»»

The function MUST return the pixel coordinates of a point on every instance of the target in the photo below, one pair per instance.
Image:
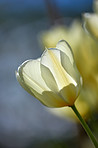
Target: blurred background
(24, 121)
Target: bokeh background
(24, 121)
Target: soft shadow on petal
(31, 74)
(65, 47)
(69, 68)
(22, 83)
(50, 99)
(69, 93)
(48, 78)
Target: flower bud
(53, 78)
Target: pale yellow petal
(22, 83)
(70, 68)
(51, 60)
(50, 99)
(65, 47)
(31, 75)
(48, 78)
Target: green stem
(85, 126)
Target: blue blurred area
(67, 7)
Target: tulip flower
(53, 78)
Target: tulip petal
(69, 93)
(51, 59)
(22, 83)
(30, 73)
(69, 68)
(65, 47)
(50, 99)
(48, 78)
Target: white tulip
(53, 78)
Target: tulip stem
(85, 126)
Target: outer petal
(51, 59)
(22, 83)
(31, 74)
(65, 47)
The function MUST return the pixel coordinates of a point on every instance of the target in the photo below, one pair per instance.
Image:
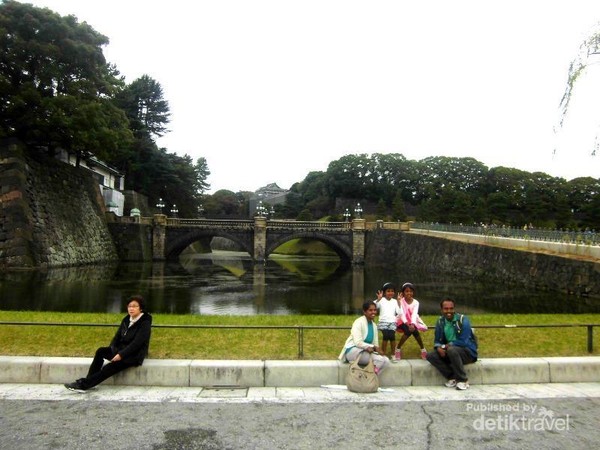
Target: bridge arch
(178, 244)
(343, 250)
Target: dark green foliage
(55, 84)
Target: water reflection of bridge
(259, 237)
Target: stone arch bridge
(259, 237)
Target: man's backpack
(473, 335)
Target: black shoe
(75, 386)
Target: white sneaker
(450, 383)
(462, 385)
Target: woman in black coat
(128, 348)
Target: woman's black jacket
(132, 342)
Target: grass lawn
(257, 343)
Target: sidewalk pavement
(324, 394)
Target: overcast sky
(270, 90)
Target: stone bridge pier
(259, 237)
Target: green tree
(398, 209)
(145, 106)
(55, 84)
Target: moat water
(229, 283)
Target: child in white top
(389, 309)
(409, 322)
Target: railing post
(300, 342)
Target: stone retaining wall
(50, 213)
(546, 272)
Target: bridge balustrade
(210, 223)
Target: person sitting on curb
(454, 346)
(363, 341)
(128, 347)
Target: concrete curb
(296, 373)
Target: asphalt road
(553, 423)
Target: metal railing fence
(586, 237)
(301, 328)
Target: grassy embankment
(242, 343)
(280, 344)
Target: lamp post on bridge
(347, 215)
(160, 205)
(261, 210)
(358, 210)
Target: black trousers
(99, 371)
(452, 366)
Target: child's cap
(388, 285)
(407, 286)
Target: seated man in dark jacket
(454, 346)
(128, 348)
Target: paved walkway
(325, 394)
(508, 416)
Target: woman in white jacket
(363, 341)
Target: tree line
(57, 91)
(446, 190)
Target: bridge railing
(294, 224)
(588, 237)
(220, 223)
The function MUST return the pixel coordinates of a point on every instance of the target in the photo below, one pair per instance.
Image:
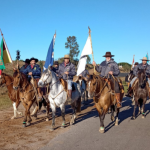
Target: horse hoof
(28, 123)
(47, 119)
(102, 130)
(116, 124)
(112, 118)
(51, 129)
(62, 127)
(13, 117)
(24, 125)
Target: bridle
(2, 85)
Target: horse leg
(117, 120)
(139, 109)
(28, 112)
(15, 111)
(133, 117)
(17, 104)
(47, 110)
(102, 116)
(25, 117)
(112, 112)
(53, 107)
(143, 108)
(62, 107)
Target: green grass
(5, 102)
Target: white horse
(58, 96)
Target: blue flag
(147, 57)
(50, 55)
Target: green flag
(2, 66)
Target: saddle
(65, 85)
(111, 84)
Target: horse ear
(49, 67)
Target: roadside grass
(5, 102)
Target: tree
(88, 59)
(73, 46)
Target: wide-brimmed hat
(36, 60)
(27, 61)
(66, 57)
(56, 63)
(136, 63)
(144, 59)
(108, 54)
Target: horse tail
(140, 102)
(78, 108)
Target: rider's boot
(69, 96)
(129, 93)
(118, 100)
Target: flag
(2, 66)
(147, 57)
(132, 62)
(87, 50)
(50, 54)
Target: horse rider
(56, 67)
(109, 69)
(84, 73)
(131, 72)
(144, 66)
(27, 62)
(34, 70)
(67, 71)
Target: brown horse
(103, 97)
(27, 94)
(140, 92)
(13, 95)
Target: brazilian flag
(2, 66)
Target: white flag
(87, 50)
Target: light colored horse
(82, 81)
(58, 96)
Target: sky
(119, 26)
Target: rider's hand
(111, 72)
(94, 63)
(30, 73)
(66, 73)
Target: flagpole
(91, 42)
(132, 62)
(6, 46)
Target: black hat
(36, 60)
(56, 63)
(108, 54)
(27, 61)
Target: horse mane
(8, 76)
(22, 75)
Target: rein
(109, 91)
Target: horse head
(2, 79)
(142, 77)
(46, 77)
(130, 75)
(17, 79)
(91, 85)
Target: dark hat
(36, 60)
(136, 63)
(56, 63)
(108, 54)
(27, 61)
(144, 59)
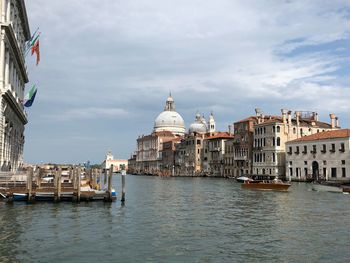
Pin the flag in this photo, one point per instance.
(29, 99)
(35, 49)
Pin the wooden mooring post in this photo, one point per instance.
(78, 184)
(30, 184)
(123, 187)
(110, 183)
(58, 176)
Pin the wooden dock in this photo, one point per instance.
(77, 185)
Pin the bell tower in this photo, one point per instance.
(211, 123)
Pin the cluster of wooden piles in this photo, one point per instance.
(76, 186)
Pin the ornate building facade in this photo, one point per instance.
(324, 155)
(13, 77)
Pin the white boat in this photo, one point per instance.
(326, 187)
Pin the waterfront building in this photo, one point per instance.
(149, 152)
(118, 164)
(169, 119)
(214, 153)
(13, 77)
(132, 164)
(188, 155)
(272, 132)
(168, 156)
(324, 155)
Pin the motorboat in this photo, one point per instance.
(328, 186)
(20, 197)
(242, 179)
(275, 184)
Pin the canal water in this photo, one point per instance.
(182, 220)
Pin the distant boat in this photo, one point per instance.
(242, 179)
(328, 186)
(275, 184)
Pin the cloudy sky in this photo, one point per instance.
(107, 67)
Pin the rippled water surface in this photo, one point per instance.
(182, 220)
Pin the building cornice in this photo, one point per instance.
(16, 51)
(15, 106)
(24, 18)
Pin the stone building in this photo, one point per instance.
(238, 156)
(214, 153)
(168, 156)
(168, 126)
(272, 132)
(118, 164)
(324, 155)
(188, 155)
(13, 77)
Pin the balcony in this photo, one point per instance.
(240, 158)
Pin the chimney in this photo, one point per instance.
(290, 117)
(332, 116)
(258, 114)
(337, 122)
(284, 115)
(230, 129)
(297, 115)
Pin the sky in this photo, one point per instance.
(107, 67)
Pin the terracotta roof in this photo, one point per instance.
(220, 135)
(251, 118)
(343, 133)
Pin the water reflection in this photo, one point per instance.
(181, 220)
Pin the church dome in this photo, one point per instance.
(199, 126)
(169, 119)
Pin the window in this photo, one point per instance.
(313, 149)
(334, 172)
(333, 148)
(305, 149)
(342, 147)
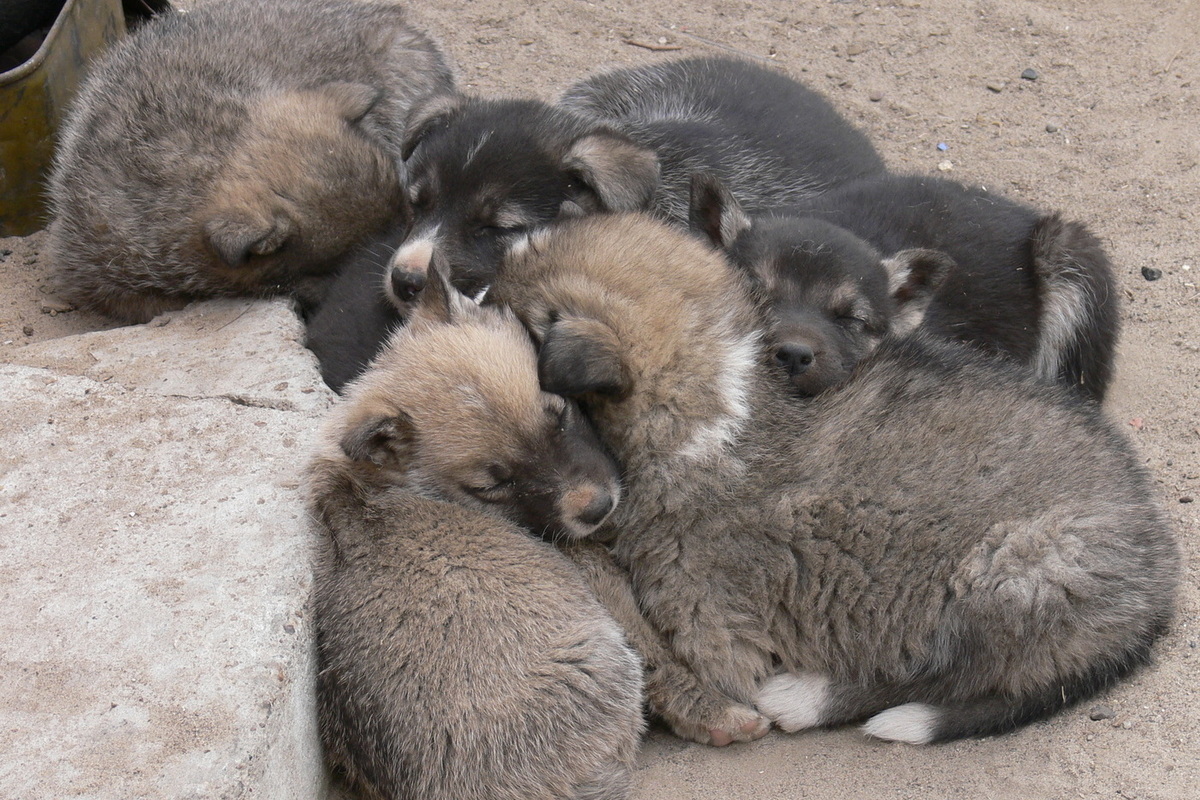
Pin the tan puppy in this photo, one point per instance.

««

◆ **The task**: If a record holds a picture, drop the picture and return the rest of it exactly.

◆ **Response**:
The function MUST return the pixel coordinates of a point on every instance of the target in the photo below, one pair per instance.
Image:
Target: blurred background
(24, 121)
Target: bokeh background
(24, 121)
Target: soft shadow on petal
(31, 74)
(65, 47)
(69, 68)
(22, 83)
(50, 99)
(69, 93)
(48, 78)
Target: flower bud
(53, 78)
Target: pale yellow petal
(22, 83)
(70, 68)
(51, 60)
(50, 99)
(65, 47)
(31, 75)
(48, 78)
Target: green stem
(85, 126)
Target: blue blurred area
(67, 7)
Target: tulip flower
(53, 78)
Target: tulip petal
(69, 93)
(51, 59)
(22, 83)
(30, 73)
(69, 68)
(65, 47)
(50, 99)
(48, 78)
Target: white tulip
(53, 78)
Target: tulip stem
(85, 126)
Target: outer petal
(51, 59)
(22, 83)
(31, 74)
(65, 47)
The function MUST return the pixel coordinates of a point on every instance of the target in the photo below, one pair per instance.
Image:
Target: bridge arch
(178, 244)
(343, 250)
Target: dark green foliage
(55, 84)
Target: water reflection of bridge
(259, 237)
Target: stone arch bridge
(259, 237)
Target: man's backpack
(473, 335)
Target: black shoe
(75, 386)
Target: white sneaker
(450, 383)
(462, 385)
Target: woman in black coat
(128, 348)
Target: woman's black jacket
(132, 342)
Target: grass lawn
(257, 343)
Target: sidewalk pavement
(324, 394)
Target: overcast sky
(270, 90)
Target: stone bridge pier
(259, 237)
Target: green tree
(398, 209)
(145, 106)
(55, 84)
Target: moat water
(229, 283)
Target: child in white top
(389, 309)
(409, 322)
Target: railing post
(300, 342)
Target: stone retaining wall
(50, 213)
(546, 272)
Target: bridge balustrade
(210, 223)
Target: person sitting on curb
(454, 346)
(363, 341)
(128, 347)
Target: concrete curb
(296, 373)
Target: asphalt road
(553, 423)
Target: metal railing fence
(586, 237)
(301, 328)
Target: grassy embankment
(242, 343)
(280, 344)
Target: lamp post on bridge
(347, 215)
(160, 205)
(261, 210)
(358, 210)
Target: black trousers
(99, 371)
(452, 366)
Target: child's cap
(388, 285)
(407, 286)
Target: seated man in dark jacket
(454, 346)
(128, 348)
Target: paved walkway
(325, 394)
(508, 416)
Target: woman in white jacket
(363, 341)
Target: tree line
(57, 91)
(446, 190)
Target: bridge railing
(294, 224)
(588, 237)
(220, 223)
The function MUST return the pixel coordinates of a point on every instance of the target in the photo below, one pair per instance.
Image:
Target: horse hoof
(28, 123)
(47, 119)
(102, 130)
(116, 124)
(112, 118)
(51, 129)
(62, 127)
(13, 117)
(24, 125)
Target: bridle
(2, 85)
Target: horse leg
(117, 120)
(139, 109)
(28, 112)
(15, 111)
(133, 117)
(17, 104)
(47, 110)
(102, 116)
(25, 117)
(112, 112)
(53, 107)
(143, 108)
(62, 107)
Target: green grass
(5, 102)
Target: white horse
(58, 96)
Target: blue flag
(147, 57)
(50, 55)
Target: green flag
(2, 66)
Target: saddle
(65, 85)
(111, 84)
Target: horse ear
(49, 67)
Target: roadside grass
(5, 102)
Target: tree
(88, 59)
(73, 46)
Target: wide-brimmed hat
(36, 60)
(27, 61)
(66, 57)
(56, 63)
(136, 63)
(144, 59)
(108, 54)
Target: horse tail
(140, 102)
(78, 108)
Target: rider's boot
(69, 96)
(129, 93)
(118, 100)
Target: flag
(2, 66)
(147, 57)
(132, 62)
(87, 50)
(50, 54)
Target: horse rider
(56, 67)
(109, 69)
(84, 73)
(131, 72)
(144, 66)
(27, 62)
(34, 70)
(67, 71)
Target: brown horse
(103, 97)
(27, 94)
(140, 92)
(13, 95)
Target: brazilian flag
(2, 66)
Target: white flag
(87, 50)
Target: light colored horse
(82, 81)
(58, 96)
Target: sky
(119, 26)
Target: rider's hand
(111, 72)
(94, 63)
(30, 73)
(66, 73)
Target: flagpole
(91, 42)
(132, 62)
(6, 46)
Target: black hat
(36, 60)
(56, 63)
(108, 54)
(27, 61)
Target: horse mane
(8, 76)
(22, 75)
Target: rein
(109, 91)
Target: horse head
(2, 79)
(142, 77)
(46, 77)
(130, 75)
(17, 79)
(91, 85)
Target: dark hat
(36, 60)
(136, 63)
(56, 63)
(108, 54)
(27, 61)
(144, 59)
Pin the flag in this photo, one point per instance.
(29, 99)
(35, 49)
Pin the wooden mooring post in this photo, one point per instance.
(78, 184)
(30, 184)
(123, 187)
(110, 183)
(58, 176)
Pin the wooden dock in this photo, one point per instance.
(77, 185)
Pin the bell tower in this photo, one point per instance.
(211, 123)
Pin the cluster of wooden piles in this photo, one point per instance.
(76, 186)
Pin the ornate building facade in this photo, one point per instance.
(324, 155)
(13, 77)
Pin the white boat in this photo, one point per instance.
(326, 187)
Pin the waterfront building in this photo, one point per instance.
(149, 152)
(118, 164)
(169, 119)
(214, 153)
(13, 77)
(132, 164)
(188, 155)
(272, 132)
(168, 156)
(324, 155)
Pin the motorboat in this photo, one point per instance.
(328, 186)
(20, 197)
(242, 179)
(275, 184)
Pin the canal water in this photo, one point per instance.
(182, 220)
Pin the distant boat in this photo, one point per instance.
(242, 179)
(328, 186)
(275, 184)
Pin the cloudy sky in this photo, one point per instance.
(107, 67)
Pin the rippled water surface in this photo, one point per instance.
(182, 220)
Pin the building cornice in this photo, one point per instance.
(16, 51)
(15, 106)
(24, 18)
Pin the stone building in this photo, one point per instance.
(238, 156)
(214, 153)
(168, 156)
(168, 126)
(272, 132)
(118, 164)
(324, 155)
(188, 155)
(13, 77)
Pin the balcony in this photo, one point per instance.
(240, 158)
Pin the chimney in this photo, one point per instance.
(290, 117)
(332, 116)
(258, 114)
(337, 122)
(284, 115)
(230, 129)
(297, 115)
Pin the sky in this photo, one point per instance.
(107, 67)
Pin the terracotta roof in this photo, one point per instance.
(220, 135)
(251, 118)
(343, 133)
Pin the water reflection in this photo, one point per instance.
(181, 220)
Pin the church dome in this photo, one point per instance.
(199, 126)
(169, 119)
Pin the window in this photo, one point per instance.
(313, 149)
(334, 172)
(333, 148)
(305, 149)
(342, 147)
Pin the tan puppy in this photo, one point per instance.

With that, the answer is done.